Top of PAGE EXCERPT

The Leibniz–Clarke correspondence was a scientific, theological and philosophical debate conducted in an exchange of letters between the German thinker Gottfried Wilhelm Leibniz and Samuel Clarke, an English supporter of Isaac Newton during the years 1715 and 1716. The exchange began because of a letter Leibniz wrote to Caroline of Ansbach, Princess of Wales, in which he remarked that Newtonian physics was detrimental to natural theology. Eager to defend the Newtonian view, Clarke responded, and the correspondence continued until the death of Leibniz in 1716.

Although a variety of subjects are touched on in the letters, the main interest for modern readers is in the dispute between the absolute theory of space favoured by Newton and Clarke, and Leibniz's relational approach. Also important is the conflict between Clarke's and Leibniz's opinions on free will and whether God must create the best of all possible worlds.

Leibniz had published only one book on moral matters, the Théodicée (1710), and his more metaphysical views had never been exposed to a sufficient extent, so the collected letters were met with interest by their contemporaries. The primary dispute between Leibniz and Newton about calculus was still fresh in the public's mind and it was taken as a matter of course that it was Newton himself who stood behind Clarke's replies.

Bottom of PAGE EXCERPT
Top of DATASET EXCERPTS

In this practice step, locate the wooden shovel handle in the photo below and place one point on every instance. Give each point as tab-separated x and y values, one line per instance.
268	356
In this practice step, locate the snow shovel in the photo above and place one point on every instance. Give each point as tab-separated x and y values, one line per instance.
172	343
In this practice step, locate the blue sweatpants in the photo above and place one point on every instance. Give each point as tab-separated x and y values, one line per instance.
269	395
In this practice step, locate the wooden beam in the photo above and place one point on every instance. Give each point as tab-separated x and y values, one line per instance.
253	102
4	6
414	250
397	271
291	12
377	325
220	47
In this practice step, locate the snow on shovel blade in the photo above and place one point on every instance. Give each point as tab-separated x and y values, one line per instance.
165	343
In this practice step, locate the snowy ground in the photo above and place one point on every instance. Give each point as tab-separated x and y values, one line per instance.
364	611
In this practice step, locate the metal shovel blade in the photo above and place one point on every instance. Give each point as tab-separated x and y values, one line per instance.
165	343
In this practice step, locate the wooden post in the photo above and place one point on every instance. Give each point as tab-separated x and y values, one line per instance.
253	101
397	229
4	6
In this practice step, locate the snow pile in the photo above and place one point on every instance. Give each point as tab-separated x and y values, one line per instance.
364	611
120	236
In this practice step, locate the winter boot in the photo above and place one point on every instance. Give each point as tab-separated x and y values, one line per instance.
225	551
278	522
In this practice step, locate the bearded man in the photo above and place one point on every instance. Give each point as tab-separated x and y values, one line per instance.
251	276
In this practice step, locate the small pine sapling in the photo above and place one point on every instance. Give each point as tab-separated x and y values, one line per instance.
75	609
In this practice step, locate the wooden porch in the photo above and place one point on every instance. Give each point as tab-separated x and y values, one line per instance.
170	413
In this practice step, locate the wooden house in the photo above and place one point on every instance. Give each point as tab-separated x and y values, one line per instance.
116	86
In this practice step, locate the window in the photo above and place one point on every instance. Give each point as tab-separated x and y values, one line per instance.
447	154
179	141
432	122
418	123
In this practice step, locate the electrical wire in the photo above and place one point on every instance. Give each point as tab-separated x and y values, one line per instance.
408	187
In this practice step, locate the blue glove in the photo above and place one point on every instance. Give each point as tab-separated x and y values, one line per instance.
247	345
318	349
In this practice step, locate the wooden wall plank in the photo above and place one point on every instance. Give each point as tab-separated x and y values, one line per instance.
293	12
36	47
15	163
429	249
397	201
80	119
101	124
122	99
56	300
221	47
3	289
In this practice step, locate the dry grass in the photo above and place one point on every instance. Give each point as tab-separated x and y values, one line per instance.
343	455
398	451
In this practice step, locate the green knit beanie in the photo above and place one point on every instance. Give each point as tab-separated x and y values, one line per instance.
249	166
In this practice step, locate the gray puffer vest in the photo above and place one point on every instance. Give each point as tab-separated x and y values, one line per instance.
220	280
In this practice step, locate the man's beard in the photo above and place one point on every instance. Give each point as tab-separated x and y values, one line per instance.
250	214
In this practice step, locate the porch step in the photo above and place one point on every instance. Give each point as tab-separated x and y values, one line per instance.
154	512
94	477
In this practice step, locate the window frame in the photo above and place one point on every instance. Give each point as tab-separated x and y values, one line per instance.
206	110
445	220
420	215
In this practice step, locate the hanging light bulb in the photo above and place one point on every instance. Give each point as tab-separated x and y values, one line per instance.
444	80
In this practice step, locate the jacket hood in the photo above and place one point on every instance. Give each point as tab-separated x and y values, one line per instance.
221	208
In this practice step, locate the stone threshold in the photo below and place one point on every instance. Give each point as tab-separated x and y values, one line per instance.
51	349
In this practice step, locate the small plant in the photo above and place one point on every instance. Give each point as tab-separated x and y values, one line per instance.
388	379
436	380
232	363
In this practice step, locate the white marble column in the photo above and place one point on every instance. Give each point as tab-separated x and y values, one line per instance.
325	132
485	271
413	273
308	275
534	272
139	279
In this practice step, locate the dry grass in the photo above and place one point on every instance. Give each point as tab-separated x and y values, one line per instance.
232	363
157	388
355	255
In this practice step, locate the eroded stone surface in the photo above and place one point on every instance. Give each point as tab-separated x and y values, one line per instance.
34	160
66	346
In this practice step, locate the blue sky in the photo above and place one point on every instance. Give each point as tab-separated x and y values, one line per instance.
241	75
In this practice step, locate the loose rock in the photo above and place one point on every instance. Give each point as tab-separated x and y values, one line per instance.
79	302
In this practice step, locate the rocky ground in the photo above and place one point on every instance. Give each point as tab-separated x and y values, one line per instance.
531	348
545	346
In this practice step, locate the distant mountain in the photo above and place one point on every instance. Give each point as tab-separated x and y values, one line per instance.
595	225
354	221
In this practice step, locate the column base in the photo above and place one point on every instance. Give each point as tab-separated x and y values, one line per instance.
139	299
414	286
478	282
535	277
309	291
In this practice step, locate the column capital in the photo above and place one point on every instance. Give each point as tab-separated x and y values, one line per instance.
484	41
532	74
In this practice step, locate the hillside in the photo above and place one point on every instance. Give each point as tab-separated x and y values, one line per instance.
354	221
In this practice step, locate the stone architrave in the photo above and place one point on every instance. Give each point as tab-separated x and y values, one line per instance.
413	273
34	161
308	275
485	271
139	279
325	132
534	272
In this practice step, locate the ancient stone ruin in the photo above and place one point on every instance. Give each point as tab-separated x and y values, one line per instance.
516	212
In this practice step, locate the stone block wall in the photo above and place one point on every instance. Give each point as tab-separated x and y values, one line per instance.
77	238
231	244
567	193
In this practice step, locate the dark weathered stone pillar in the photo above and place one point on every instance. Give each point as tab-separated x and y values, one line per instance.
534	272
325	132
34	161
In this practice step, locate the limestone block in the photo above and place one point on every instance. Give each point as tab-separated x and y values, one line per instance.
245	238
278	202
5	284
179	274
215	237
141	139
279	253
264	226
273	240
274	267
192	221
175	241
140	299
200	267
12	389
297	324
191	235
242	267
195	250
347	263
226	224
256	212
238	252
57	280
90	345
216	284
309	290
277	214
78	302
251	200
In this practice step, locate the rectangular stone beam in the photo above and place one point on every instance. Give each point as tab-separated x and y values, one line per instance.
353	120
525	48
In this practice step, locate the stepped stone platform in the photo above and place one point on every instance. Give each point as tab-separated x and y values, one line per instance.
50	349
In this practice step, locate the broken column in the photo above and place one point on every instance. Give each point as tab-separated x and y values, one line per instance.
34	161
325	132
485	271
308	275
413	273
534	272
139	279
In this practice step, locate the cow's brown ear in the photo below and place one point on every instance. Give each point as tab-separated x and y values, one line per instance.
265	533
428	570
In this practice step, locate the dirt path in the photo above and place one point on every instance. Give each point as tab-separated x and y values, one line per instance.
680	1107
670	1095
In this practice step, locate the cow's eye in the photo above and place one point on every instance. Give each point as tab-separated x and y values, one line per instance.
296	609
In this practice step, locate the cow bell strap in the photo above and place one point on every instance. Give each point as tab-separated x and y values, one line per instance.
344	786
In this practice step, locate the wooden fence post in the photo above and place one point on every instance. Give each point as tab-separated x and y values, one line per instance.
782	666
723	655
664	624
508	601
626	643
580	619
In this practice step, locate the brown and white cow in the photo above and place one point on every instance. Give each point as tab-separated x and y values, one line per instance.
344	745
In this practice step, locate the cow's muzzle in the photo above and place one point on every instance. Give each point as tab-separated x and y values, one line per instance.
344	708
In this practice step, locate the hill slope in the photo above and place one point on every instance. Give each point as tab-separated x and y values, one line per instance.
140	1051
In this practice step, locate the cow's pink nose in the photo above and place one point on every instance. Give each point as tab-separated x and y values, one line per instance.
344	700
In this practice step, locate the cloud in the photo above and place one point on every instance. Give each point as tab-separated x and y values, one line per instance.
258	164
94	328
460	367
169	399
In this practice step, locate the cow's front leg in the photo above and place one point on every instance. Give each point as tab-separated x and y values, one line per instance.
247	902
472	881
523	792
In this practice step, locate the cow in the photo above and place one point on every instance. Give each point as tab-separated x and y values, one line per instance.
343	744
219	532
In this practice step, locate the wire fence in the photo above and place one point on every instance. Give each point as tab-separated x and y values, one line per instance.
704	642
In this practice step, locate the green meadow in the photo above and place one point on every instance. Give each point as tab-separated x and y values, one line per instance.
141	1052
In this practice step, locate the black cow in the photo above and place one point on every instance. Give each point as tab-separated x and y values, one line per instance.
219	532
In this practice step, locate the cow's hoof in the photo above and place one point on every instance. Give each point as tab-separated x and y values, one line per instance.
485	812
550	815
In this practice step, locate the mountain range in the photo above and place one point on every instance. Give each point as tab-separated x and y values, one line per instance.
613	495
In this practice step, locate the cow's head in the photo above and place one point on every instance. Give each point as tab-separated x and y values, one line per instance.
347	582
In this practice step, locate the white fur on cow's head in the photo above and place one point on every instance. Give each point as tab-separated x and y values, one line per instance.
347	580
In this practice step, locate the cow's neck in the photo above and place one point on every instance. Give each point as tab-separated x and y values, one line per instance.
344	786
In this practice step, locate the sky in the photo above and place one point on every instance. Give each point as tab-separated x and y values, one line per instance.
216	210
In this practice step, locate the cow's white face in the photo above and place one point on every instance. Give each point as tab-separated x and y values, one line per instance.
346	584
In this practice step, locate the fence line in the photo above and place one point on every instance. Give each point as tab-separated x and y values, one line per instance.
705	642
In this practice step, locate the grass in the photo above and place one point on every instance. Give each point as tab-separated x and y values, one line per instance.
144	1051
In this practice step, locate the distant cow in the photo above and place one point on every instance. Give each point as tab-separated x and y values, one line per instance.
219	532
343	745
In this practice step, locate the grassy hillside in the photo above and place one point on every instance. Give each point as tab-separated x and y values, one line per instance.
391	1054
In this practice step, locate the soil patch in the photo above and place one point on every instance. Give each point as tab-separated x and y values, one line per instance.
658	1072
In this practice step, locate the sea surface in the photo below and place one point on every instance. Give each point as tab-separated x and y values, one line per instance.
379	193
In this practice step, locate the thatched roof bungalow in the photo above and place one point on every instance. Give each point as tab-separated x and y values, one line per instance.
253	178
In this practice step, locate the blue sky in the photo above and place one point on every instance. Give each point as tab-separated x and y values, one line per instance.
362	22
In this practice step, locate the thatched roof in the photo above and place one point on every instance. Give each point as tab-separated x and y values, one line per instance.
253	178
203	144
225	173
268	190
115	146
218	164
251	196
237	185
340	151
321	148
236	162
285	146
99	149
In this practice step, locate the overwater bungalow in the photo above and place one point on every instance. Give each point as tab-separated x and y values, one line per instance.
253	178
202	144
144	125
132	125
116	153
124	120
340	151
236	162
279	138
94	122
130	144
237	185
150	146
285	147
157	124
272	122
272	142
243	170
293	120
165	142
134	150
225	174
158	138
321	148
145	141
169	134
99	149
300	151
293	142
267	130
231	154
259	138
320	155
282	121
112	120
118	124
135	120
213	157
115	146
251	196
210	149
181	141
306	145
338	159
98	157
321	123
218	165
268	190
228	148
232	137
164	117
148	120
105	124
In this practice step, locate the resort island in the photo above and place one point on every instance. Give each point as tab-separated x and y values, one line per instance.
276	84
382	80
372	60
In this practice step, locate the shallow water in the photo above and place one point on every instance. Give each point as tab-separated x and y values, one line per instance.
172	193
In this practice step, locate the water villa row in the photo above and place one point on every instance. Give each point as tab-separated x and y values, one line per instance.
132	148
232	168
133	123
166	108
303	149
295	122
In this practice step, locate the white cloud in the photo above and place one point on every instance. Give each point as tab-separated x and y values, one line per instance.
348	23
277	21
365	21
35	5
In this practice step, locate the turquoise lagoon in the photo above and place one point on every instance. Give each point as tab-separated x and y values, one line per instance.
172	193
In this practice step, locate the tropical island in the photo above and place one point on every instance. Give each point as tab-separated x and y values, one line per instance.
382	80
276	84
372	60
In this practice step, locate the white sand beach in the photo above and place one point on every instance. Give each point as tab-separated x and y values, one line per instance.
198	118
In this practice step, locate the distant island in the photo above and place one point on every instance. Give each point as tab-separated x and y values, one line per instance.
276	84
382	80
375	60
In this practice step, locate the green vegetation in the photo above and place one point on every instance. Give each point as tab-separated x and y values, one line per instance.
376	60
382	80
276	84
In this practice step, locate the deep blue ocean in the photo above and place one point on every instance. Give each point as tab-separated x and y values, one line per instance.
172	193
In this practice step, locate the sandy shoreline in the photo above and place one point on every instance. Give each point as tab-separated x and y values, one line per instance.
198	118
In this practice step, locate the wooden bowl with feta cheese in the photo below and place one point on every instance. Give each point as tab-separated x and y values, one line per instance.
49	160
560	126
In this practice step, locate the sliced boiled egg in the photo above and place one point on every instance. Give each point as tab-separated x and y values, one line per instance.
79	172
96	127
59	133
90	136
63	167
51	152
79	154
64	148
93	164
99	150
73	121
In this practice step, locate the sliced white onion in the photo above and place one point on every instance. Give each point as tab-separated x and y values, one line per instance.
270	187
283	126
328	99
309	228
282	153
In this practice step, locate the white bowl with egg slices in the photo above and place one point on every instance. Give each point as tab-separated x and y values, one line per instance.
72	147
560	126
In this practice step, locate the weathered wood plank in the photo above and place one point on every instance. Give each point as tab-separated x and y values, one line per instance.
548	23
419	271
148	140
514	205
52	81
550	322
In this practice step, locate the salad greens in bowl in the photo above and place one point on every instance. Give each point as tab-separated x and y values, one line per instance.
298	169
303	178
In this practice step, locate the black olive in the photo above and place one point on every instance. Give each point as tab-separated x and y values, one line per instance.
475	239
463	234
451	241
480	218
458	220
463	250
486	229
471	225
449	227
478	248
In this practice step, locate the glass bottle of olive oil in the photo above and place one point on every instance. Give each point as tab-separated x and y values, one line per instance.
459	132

Bottom of DATASET EXCERPTS

YOUR TASK:
Summarize the passage on the Leibniz–Clarke correspondence in two sentences. None of the records is needed here.

TASK SOLUTION:
The Leibniz–Clarke correspondence was a 1715–1716 exchange of letters in which Gottfried Wilhelm Leibniz and Samuel Clarke, an English supporter of Isaac Newton, debated scientific, theological and philosophical questions. It began after Leibniz wrote to Caroline of Ansbach that Newtonian physics was detrimental to natural theology and ended with his death in 1716, and its main interest for modern readers lies in the dispute between the absolute theory of space favored by Newton and Clarke and Leibniz's relational approach.